WHAT IS REQUIRED:
Copy out every row below, substituting "marker" for each occurrence of "keypoint" and changing nothing else.

PROVIDED DATA:
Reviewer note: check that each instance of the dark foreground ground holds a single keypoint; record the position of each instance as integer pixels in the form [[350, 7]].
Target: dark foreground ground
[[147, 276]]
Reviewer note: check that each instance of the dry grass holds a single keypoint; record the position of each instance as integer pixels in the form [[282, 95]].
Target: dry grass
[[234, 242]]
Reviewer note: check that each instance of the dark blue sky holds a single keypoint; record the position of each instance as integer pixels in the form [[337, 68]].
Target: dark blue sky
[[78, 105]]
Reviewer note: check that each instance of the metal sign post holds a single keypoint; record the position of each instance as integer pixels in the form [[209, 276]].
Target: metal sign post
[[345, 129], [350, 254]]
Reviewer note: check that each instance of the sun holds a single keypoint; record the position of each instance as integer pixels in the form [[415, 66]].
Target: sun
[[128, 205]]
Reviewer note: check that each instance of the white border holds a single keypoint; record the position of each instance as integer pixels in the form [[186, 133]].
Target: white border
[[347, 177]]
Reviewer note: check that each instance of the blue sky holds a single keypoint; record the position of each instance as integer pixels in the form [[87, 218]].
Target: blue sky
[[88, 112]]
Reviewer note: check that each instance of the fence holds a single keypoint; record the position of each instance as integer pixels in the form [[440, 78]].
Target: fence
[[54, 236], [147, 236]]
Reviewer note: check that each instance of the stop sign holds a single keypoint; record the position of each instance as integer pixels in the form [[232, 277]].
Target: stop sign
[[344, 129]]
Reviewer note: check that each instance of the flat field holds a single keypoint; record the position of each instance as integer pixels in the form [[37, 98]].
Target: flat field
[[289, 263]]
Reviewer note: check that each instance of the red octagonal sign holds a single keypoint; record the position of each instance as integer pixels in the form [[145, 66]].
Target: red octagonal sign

EXERCISE RESPONSE:
Reviewer note: check that each instance of the dark foreground ground holds a single marker; record the position of each instance as integer pixels in the form [[350, 7]].
Target: dark foreground ground
[[147, 276]]
Reviewer note: check that each instance of the dry grass holds a single marker; record the position of each instance as integer pixels in the form [[282, 95]].
Target: dry grass
[[234, 242]]
Reviewer note: check that each instance of the dark blue sky holds a single marker; record the position of each instance as integer pixels in the form [[337, 68]].
Target: dark blue sky
[[78, 105]]
Reviewer note: check that each instance of the metal sign post holds a single marker; record the position of each instance as integer pixels in the form [[209, 276]].
Target: metal sign post
[[345, 129], [350, 254]]
Reviewer note: check that each instance of the sun holds a single marker; record the position of each instance as integer pixels in the form [[415, 66]].
Target: sun
[[128, 205]]
Reviewer note: check that each instance of the white border holds a single marker; record the position of each instance as integer pixels in the form [[186, 133]].
Target: white border
[[347, 177]]
Reviewer note: check that each instance of the blue sky holds a single marker; record the position of each instance as integer pixels in the form [[87, 218]].
Target: blue sky
[[88, 112]]
Reviewer note: check that each instance of the fence holds a single marker; record the position of each instance as integer pixels in the form [[440, 78]].
Target: fence
[[54, 236], [147, 236]]
Reviewer note: check that each instance of the stop sign holds a single marker; record the position of each instance as integer pixels in the form [[232, 277]].
Target: stop sign
[[344, 129]]
Reviewer note: check that each instance of the flat field holds a single marker; record the position of each instance as integer pixels in the form [[37, 98]].
Target: flat field
[[289, 263]]
Reviewer note: check that each instance of the red octagonal sign holds a single marker; record the position of each instance as integer pixels in the form [[145, 66]].
Target: red octagonal sign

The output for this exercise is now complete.